Side note- since I've received magnesium injections in the ER a couple of times while still being within 'standard range', arguably at the very low end as in the chart above, and feeling better afterward along with cessation of particular symptoms, I am able to correlate how I feel now with magnesium. For instance, one of the symptoms I was having both times I got the magnesium injection was a weird numby sensation all over my face, which Rx lists put in the 'severe' range of deficiency symptoms. Of course, that could be related to nerve damage I'm still healing from, as noted in previous posts, but I don't live with it continuously- this symptom being markedly worse at the same time as a low magnesium result is pretty clear cut for me. Regular doctors want me to take xanax or head meds for that, and a neurologist says it's something I have to live with, even though it went away with a magnesium injection. So when my lips and face start feeling sort of numbish, if I'm having no other symptoms of allergic food reaction, I think magnesium, especially if my fibro is flaring.

## Material shown
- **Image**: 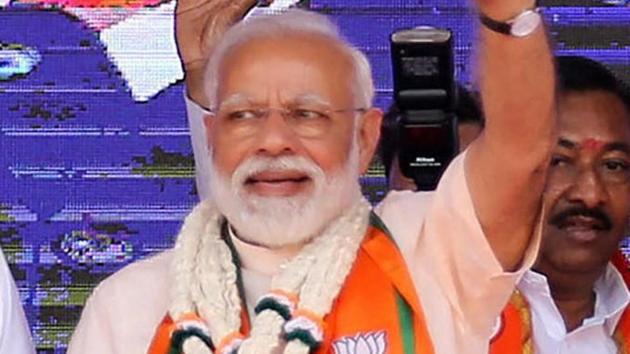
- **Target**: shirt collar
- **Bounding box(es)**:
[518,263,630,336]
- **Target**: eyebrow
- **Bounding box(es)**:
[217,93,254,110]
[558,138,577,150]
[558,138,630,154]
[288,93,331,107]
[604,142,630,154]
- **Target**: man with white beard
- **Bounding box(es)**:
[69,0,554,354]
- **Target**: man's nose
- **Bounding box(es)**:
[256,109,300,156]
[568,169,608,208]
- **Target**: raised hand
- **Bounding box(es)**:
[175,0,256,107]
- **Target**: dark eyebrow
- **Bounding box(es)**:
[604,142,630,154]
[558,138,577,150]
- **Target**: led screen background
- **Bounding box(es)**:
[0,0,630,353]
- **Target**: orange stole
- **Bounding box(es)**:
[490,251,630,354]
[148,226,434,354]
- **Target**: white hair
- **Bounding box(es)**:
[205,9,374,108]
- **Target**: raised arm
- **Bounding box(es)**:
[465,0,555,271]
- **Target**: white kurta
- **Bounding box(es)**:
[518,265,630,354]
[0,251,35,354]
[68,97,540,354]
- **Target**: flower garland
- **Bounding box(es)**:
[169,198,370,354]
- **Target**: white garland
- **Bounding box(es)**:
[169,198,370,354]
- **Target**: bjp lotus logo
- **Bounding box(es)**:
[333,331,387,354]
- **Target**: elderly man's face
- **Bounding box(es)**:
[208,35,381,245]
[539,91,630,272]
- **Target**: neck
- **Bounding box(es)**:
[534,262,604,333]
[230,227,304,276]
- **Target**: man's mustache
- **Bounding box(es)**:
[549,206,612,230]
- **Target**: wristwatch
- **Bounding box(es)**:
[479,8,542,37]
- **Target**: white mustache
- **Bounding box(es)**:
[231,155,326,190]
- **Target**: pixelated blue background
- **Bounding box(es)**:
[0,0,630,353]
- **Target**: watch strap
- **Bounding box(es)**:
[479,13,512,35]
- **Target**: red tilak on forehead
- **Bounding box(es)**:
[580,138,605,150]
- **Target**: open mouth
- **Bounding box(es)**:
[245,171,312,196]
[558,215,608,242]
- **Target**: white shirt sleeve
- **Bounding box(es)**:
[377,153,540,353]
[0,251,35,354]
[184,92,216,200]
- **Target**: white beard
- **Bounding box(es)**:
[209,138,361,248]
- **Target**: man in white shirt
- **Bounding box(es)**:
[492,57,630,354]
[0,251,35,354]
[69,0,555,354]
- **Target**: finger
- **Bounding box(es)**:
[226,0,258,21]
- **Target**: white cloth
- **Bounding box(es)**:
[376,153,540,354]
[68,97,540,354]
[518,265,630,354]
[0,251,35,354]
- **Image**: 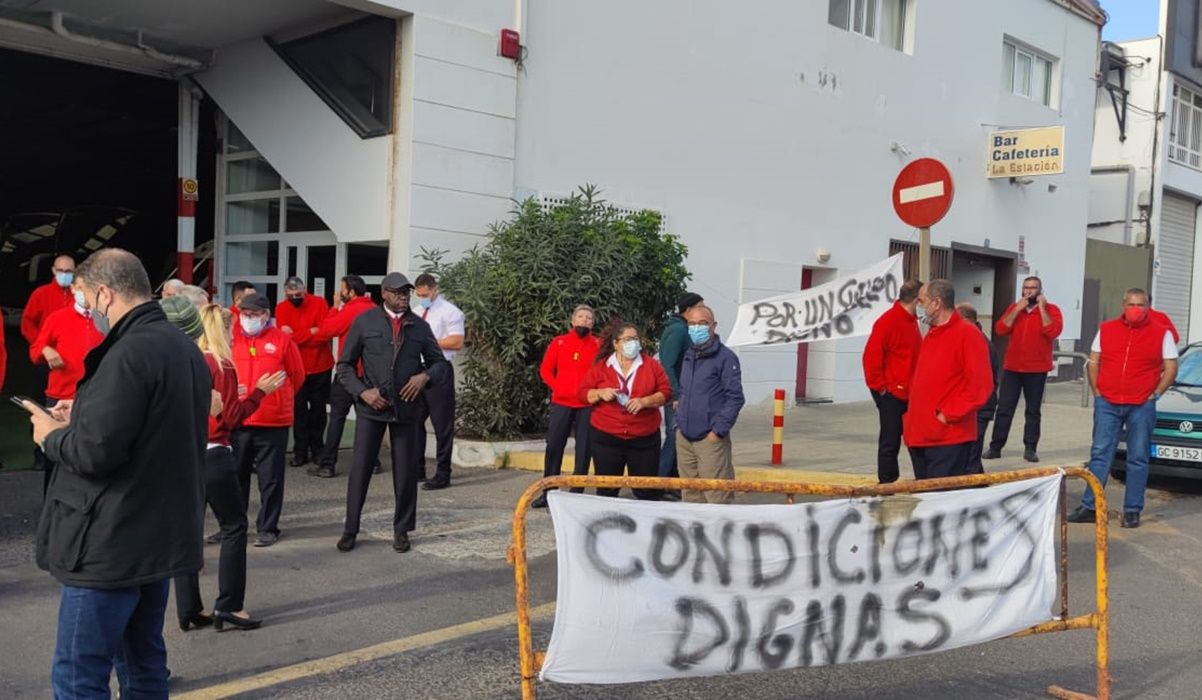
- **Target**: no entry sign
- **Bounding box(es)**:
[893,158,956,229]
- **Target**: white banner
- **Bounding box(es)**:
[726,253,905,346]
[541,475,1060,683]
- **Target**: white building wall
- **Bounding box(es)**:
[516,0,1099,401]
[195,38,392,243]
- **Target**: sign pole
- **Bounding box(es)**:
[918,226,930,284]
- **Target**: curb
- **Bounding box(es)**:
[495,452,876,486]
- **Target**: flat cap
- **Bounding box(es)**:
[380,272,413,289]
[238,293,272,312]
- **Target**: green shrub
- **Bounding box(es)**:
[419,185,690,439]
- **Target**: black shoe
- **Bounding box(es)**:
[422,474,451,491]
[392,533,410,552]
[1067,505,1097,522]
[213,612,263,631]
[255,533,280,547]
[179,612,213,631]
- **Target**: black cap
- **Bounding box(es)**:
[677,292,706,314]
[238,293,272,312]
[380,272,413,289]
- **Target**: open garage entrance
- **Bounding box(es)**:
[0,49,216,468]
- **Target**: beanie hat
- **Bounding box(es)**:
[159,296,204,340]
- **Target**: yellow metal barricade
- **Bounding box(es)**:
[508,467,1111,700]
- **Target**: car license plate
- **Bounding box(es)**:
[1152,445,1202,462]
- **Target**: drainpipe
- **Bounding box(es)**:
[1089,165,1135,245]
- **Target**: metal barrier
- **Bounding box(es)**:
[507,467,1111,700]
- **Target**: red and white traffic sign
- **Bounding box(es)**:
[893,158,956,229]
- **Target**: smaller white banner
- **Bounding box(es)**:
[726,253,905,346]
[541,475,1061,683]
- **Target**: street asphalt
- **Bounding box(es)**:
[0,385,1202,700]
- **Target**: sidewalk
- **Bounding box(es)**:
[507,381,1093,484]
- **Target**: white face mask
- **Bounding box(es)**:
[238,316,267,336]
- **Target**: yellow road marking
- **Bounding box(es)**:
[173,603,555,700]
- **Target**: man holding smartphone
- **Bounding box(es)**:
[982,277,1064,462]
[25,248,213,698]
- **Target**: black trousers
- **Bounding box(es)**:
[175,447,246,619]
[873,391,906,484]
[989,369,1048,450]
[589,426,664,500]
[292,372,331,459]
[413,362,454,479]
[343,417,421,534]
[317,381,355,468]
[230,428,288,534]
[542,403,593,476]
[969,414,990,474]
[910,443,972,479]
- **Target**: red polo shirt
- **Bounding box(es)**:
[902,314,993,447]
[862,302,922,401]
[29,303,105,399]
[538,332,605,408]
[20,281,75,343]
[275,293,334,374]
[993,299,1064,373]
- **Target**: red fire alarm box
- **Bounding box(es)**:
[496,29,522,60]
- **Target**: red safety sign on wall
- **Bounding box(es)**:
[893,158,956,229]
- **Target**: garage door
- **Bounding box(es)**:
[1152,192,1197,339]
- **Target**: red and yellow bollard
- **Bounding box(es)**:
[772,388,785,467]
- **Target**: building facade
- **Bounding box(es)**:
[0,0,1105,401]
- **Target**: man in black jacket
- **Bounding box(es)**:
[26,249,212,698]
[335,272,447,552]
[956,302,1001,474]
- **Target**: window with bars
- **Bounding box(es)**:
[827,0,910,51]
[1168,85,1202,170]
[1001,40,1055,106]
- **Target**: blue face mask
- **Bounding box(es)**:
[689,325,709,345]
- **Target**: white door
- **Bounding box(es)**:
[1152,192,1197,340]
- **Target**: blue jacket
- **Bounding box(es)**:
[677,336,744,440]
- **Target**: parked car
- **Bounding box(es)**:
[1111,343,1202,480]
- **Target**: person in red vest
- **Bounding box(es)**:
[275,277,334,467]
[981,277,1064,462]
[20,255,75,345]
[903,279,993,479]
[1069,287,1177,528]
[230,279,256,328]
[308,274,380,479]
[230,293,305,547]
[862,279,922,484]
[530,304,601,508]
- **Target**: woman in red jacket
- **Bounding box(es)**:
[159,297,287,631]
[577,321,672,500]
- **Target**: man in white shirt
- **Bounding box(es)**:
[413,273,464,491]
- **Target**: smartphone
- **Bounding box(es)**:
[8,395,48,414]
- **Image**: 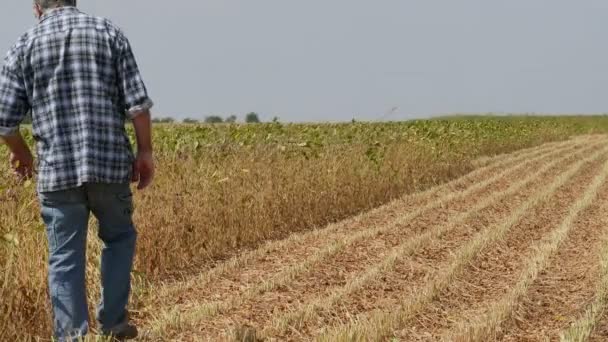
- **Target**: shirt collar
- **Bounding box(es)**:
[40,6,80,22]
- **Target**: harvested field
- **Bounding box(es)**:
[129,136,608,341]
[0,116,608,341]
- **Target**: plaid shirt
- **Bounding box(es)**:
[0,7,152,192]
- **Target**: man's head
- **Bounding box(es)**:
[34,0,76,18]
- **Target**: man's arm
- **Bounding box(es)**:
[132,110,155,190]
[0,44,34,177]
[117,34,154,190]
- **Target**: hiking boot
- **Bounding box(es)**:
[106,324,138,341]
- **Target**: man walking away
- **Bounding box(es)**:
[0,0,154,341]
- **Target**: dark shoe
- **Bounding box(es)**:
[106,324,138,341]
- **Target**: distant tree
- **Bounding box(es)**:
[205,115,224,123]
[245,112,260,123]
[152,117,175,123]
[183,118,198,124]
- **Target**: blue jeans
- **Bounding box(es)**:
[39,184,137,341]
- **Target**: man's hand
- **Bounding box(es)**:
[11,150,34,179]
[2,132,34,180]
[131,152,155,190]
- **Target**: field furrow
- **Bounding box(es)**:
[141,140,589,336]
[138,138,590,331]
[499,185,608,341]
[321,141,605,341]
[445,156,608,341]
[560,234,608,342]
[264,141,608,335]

## Exercise instructions
• A. In the passage about magnesium, what did a neurologist say about the numb sensation in the writer's face?
• B. Write the next part of the passage about magnesium, starting after its final sentence.
The records were taken from a separate source.

## Activity answers
• A. That it was something the writer has to live with.

• B.
My point is that even though I'm keeping my serum magnesium level up, I'm having symptoms again, so serum blood level may not accurately reflect what is going on with me. I can only imagine what would be happening with me this winter if I weren't even trying. I sometimes entertain the notion of feeling bitter about going through another slump, but then surprise ripples through the area as a person my age keels over from a heart attack. They all say Too young, but 'young' doesn't mean 'healthy'. Hard to feel bitter about having to try so hard to get healthier when someone else who wasn't trying at all just bit the big one, or just barely survived thanks to a life saving surgery and most likely a big shot of magnesium along with it.
Magnesium deficiency is prevalent and preventable. (I'm not being paid to link anything in this post.) I am a product of big pharma. I started extricating myself from big pharma in 2008. It has taken a lot of planning and dedication, and I'm feeling way better than I did in 2008. This guys explains in a very easy way how bad it got for me.
If you arrived at this post searching for a light in the dark, I wish you all the best. I'm here to say there is hope, but it's up to you to want it badly enough to plan your extrication. Please don't stop meds cold turkey without thorough research on how to do that, and please stay in touch with your doctors so they can help you monitor. Once my doctor saw me breaking free, he switched directions with me and continues to cheer me on.